TEXT SHOWN:
---
When the same tree fell from the weight of its branches, missing our house by a few inches, it took months for an aide from our councilwoman’s office to get the stump removed – and not without hitches. The first time the crews showed up, they left because neighbors were parked in the way. Then, the city came out and put up barriers but left them for weeks at a time to the point that the neighbors began parking there, anyway. After more calls, a city crewman showed up after driving down from East Los Angeles (40 miles away) – to do what? To put up barriers, which his boss "told him to do.” “You had to drive down here just for that?" I said. "As you can see, they're already here!” He was as chagrined as I was. I wonder how much the taxpayers paid that employee to waste his time.
With the tree now gone (God must have been on our side), I called the city to repair the sidewalk. The city tree roots lifting up so that my nickname for the incline is Skateboard Ridge. All the kids love running and skateboarding across it – an accident waiting to happen so we all can be sued. Again, I tried to go through the council office and talk to street services, but I was rebuffed with one man telling me in street services: “We’ll get to it in 15 years.”
I sat on the city’s Peck Park Advisory Board for eight years and watched the city promote employees who were yes-folks to their bosses and who climbed the ladder – and were completely incompetent obstructionists. The people who forged ahead to fight for the community were brutally battered by their bosses – to the point, they finally quit.
---
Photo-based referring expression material
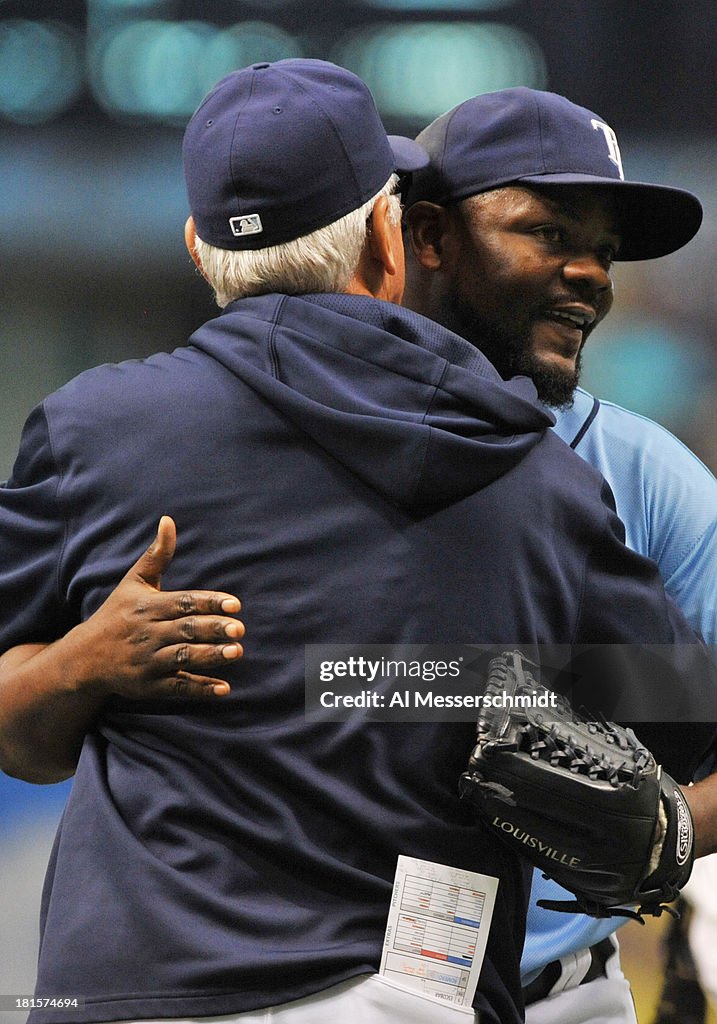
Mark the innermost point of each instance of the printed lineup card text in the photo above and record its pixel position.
(437, 930)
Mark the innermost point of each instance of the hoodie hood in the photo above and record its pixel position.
(412, 410)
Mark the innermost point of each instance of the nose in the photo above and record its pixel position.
(590, 268)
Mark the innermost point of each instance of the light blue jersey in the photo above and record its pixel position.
(668, 501)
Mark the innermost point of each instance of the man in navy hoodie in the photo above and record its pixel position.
(359, 474)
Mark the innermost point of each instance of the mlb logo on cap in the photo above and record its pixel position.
(250, 223)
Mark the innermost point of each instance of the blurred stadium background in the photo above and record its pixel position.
(93, 96)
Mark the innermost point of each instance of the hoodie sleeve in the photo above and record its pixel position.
(31, 543)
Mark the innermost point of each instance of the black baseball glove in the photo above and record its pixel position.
(582, 800)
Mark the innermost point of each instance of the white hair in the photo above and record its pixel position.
(325, 260)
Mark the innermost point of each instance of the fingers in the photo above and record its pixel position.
(177, 604)
(175, 676)
(151, 565)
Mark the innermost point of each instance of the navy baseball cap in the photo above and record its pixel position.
(277, 151)
(524, 135)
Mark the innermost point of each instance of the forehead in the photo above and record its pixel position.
(581, 204)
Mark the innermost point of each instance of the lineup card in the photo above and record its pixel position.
(437, 930)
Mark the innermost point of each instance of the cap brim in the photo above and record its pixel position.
(408, 156)
(655, 220)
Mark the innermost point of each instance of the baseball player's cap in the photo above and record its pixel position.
(524, 135)
(277, 151)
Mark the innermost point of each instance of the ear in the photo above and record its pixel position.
(191, 242)
(427, 226)
(384, 239)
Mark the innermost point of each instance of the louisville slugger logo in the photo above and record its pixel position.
(520, 836)
(684, 829)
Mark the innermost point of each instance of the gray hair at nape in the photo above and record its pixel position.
(325, 260)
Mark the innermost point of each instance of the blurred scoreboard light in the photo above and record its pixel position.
(418, 71)
(161, 70)
(41, 70)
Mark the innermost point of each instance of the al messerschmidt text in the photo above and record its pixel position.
(428, 698)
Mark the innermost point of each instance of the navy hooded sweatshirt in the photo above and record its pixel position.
(355, 474)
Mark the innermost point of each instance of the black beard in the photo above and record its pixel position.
(509, 353)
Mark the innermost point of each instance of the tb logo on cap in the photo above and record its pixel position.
(612, 140)
(249, 223)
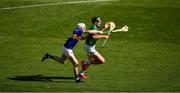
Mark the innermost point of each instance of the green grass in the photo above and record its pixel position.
(144, 59)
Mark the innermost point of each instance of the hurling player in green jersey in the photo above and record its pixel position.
(93, 56)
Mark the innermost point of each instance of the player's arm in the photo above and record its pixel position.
(106, 25)
(94, 31)
(100, 36)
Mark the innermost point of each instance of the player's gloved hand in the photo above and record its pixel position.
(101, 32)
(106, 36)
(106, 25)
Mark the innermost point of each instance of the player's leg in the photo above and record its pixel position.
(74, 61)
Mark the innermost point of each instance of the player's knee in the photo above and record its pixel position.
(102, 61)
(75, 64)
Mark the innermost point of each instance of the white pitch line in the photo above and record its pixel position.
(52, 4)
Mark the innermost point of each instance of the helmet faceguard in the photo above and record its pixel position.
(96, 21)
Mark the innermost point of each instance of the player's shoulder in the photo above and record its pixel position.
(93, 27)
(78, 30)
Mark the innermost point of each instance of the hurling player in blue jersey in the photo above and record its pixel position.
(67, 51)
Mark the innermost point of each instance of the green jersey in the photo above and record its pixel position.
(90, 40)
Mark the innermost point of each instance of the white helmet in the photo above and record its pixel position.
(81, 25)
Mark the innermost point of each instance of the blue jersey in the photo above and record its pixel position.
(74, 38)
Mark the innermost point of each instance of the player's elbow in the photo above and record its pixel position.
(102, 61)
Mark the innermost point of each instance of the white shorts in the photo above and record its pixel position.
(68, 52)
(90, 49)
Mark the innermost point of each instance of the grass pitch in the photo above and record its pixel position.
(144, 59)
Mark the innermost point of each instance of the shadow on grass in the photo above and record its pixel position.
(42, 78)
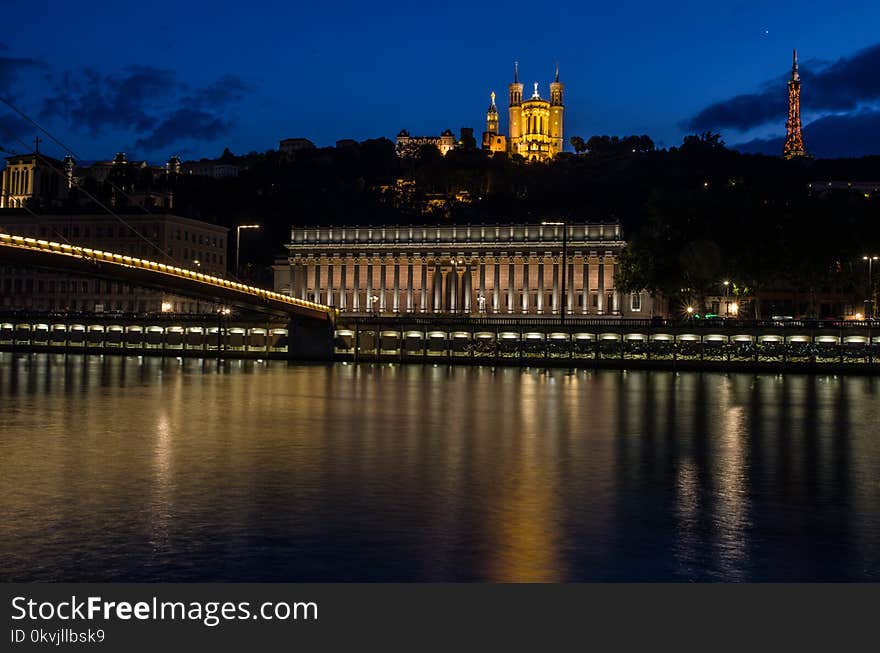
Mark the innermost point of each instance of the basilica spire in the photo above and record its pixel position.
(794, 140)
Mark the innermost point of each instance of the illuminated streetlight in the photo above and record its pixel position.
(564, 270)
(869, 302)
(238, 239)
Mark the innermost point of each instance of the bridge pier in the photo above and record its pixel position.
(310, 339)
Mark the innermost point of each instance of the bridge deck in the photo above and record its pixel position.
(92, 262)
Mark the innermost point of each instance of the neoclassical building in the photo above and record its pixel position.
(511, 269)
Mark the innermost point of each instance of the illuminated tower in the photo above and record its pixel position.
(492, 116)
(557, 108)
(492, 140)
(794, 141)
(515, 113)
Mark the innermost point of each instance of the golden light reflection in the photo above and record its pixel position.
(523, 520)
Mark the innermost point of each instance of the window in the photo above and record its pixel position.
(635, 302)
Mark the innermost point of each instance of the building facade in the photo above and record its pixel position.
(466, 269)
(35, 180)
(163, 238)
(492, 140)
(794, 140)
(409, 146)
(291, 145)
(535, 125)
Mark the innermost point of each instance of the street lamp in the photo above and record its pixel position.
(371, 304)
(726, 300)
(564, 270)
(238, 240)
(869, 310)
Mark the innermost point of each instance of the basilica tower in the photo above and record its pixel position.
(515, 111)
(557, 109)
(794, 140)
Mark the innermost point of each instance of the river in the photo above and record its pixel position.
(150, 469)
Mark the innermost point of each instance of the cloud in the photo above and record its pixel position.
(12, 67)
(184, 124)
(92, 101)
(846, 135)
(226, 90)
(844, 85)
(13, 131)
(151, 104)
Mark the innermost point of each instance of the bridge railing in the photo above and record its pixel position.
(144, 264)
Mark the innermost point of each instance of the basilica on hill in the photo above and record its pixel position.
(534, 127)
(534, 124)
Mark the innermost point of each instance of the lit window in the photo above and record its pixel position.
(635, 302)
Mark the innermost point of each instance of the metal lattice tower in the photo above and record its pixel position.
(794, 140)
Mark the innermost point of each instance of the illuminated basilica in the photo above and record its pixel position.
(534, 124)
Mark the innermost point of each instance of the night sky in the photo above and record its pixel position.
(189, 78)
---
In the account of the fallen city tree, where did the city crewman drive from to put up barriers, and how far away was it?

ANSWER FOR THIS EXERCISE:
East Los Angeles, 40 miles away.